begin

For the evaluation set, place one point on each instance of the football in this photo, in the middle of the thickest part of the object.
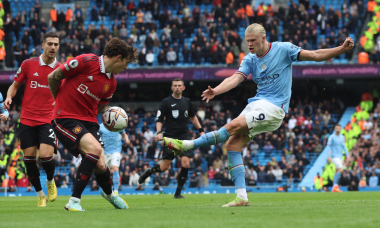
(115, 119)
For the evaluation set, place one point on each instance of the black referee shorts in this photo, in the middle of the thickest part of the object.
(35, 135)
(70, 131)
(169, 154)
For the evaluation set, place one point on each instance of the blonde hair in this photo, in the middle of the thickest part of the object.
(255, 28)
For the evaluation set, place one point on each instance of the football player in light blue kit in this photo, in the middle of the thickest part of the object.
(271, 67)
(112, 151)
(4, 112)
(337, 145)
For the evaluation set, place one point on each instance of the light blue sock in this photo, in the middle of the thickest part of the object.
(236, 168)
(337, 178)
(116, 180)
(212, 138)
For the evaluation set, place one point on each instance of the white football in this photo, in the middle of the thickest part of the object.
(115, 119)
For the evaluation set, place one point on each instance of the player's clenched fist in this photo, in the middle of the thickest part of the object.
(208, 94)
(7, 103)
(348, 44)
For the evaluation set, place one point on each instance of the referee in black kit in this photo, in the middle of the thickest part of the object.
(177, 110)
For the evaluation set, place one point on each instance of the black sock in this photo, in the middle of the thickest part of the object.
(156, 169)
(49, 167)
(181, 180)
(84, 174)
(104, 180)
(33, 172)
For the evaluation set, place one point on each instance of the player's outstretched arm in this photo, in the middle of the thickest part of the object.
(126, 138)
(326, 54)
(55, 79)
(101, 108)
(11, 93)
(196, 123)
(227, 84)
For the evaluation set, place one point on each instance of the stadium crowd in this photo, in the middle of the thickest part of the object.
(170, 32)
(362, 166)
(304, 131)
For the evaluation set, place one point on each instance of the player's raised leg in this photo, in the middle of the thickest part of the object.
(103, 177)
(236, 126)
(185, 165)
(115, 179)
(236, 167)
(46, 155)
(158, 168)
(34, 174)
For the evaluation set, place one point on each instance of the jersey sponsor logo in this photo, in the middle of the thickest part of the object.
(266, 79)
(66, 67)
(263, 66)
(106, 87)
(241, 64)
(175, 113)
(83, 89)
(33, 84)
(73, 63)
(258, 116)
(77, 129)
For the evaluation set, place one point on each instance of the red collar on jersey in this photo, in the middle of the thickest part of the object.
(270, 45)
(103, 68)
(51, 65)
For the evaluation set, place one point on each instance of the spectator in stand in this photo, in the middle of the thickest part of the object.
(171, 57)
(373, 180)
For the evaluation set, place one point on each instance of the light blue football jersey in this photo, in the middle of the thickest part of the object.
(272, 73)
(337, 145)
(111, 140)
(3, 110)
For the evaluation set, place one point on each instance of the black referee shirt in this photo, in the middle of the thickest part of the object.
(177, 113)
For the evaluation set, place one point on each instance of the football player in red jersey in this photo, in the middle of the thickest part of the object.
(35, 129)
(88, 85)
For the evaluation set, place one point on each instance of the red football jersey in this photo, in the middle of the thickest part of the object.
(86, 85)
(37, 104)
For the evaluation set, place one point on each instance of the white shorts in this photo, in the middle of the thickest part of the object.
(113, 160)
(262, 116)
(337, 162)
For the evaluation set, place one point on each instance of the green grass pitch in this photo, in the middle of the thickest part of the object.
(348, 209)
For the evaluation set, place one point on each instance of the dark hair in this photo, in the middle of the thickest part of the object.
(50, 34)
(116, 47)
(178, 80)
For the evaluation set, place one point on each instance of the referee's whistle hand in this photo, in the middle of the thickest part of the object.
(159, 137)
(7, 103)
(3, 117)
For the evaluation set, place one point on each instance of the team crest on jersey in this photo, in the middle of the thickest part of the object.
(175, 113)
(263, 66)
(73, 63)
(106, 87)
(77, 129)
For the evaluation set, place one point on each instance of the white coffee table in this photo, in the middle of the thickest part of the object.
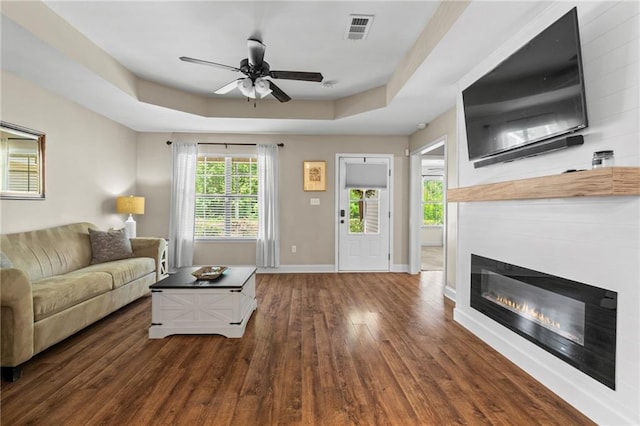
(181, 304)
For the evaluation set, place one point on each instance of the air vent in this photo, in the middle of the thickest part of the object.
(358, 27)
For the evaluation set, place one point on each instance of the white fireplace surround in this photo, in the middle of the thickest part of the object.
(594, 240)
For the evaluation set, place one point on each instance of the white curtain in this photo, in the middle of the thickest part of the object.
(268, 243)
(183, 200)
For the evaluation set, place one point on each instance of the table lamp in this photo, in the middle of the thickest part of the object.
(130, 205)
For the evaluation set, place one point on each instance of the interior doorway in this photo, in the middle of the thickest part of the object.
(428, 221)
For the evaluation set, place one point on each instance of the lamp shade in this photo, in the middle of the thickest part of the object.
(130, 205)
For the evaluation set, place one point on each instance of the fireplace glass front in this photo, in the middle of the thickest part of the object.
(574, 321)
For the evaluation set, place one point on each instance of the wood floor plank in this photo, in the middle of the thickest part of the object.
(321, 349)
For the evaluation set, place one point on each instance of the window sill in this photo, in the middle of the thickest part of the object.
(226, 240)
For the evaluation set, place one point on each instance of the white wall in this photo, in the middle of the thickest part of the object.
(90, 160)
(592, 240)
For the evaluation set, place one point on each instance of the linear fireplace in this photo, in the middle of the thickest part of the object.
(574, 321)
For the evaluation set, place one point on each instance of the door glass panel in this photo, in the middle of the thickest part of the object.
(364, 211)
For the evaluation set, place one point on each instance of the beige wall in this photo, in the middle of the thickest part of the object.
(445, 125)
(310, 228)
(89, 160)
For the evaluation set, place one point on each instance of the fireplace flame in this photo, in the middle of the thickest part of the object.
(524, 308)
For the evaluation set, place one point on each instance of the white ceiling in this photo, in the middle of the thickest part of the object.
(147, 37)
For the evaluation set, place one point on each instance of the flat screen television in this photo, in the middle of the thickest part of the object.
(534, 95)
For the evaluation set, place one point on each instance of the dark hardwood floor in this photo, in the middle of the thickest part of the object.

end

__TASK DESCRIPTION__
Write out exactly the lines of the entries above that run from the line containing "of the window" through the last line, including both.

__REPLY TO THE TASK__
For the evaluation set, place one point on each instance of the window sill in this photo, in the middle of the thickest part of the object.
(226, 240)
For the evaluation set, place one point on each instance of the white wall in this photo, in the middle of the thickest part of the object.
(90, 160)
(592, 240)
For the evaluation set, place one point on each instance of the linear fireplace in this photo, in the middle of the thickest part of the object.
(574, 321)
For the evaluation set, place one point on each instance of the door glass panel in this photo, in the middle of the thickest part of the object.
(364, 211)
For the evaluation set, place one point on each instance of the beige wall in this photo, in the middle of the thickest part of the object.
(445, 125)
(310, 228)
(89, 160)
For the evaluation set, place one point on each instance of the fireplace flame in this photo, in the middle of the thickest part of the object.
(524, 308)
For the evaluation set, place one point on each instance of the white ceiling in this photo, in the middle of the thickest part of the object.
(147, 37)
For the evaluation set, place one point on each instance of the flat screen television in this photo, in the middle of the thickest part of the object.
(534, 95)
For the evaluation set, place one point on each instance of the dark hardwood floor in this photo, in the middle of the thickest part of the object.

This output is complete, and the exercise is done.